▸ 任务说明
1. 请重写二叉树层序遍历题目中的一段，从"let len = curLevel.length"开始，到"tmp.push(node.val)"结束，并将其中的"tmp"全部重命名为"values"。
2. 根据二叉树层序遍历题目，层序遍历要求以怎样的顺序访问节点？

102. 二叉树的层序遍历

题目来源：102. 二叉树的层序遍历

给你一个二叉树，请你返回其按 层序遍历 得到的节点值。 （即逐层地，从左到右访问所有节点）。

 

示例：
二叉树：[3,9,20,null,null,15,7],

    3
   / \
  9  20
    /  \
   15   7

返回其层序遍历结果：

[
  [3],
  [9,20],
  [15,7]
]

/**
 * Definition for a binary tree node.
 * function TreeNode(val, left, right) {
 *     this.val = (val===undefined ? 0 : val)
 *     this.left = (left===undefined ? null : left)
 *     this.right = (right===undefined ? null : right)
 * }
 */
/**
 * @param {TreeNode} root
 * @return {number[][]}
 */
var levelOrder = function(root) {
  let res = []
  if(!root){
    return res
  }  
  let stack = []
  stack.push([root])
  while(stack.length){
    let curLevel = stack.shift()
    let len = curLevel.length    
    let level = []
    let tmp = []
    for(let i = 0; i < len; i++){
      let node = curLevel[i]
      if(node){
        tmp.push(node.val)

▸ 物体位置标注条目
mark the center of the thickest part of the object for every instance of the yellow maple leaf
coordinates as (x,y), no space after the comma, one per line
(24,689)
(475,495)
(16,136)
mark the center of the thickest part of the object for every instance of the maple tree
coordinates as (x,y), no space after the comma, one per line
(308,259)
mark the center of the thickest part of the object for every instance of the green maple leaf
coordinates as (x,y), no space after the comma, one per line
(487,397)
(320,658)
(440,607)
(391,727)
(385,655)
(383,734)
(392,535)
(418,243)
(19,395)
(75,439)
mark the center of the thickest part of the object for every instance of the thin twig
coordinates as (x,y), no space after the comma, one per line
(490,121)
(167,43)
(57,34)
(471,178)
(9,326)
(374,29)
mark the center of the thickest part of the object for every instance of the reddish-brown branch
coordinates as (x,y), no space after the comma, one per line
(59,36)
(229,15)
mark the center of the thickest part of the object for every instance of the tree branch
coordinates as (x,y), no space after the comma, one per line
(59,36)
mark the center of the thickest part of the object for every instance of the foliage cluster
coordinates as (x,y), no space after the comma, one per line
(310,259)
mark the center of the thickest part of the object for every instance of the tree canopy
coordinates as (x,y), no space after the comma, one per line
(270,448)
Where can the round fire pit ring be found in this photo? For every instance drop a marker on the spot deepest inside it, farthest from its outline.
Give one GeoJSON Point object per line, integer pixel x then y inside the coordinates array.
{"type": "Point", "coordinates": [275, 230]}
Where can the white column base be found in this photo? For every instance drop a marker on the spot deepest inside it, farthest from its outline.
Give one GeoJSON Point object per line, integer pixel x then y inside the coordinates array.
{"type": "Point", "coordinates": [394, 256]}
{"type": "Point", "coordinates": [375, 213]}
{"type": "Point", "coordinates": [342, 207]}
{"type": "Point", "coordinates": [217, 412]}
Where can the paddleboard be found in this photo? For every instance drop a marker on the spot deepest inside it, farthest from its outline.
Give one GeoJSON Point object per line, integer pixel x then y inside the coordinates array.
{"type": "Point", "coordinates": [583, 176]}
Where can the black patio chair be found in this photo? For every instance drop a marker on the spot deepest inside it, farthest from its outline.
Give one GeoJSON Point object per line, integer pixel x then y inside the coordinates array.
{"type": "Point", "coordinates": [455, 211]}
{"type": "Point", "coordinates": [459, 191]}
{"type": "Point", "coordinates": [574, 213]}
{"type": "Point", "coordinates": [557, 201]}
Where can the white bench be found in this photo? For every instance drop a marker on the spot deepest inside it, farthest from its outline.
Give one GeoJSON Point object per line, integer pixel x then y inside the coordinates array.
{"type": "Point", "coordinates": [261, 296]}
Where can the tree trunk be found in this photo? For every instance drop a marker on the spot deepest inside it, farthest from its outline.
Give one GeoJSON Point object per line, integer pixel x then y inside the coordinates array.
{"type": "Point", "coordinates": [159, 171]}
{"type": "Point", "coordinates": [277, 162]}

▸ 参考答案
1.
let len = curLevel.length    
    let level = []
    let values = []
    for(let i = 0; i < len; i++){
      let node = curLevel[i]
      if(node){
        values.push(node.val)

2. 逐层地，从左到右访问所有节点。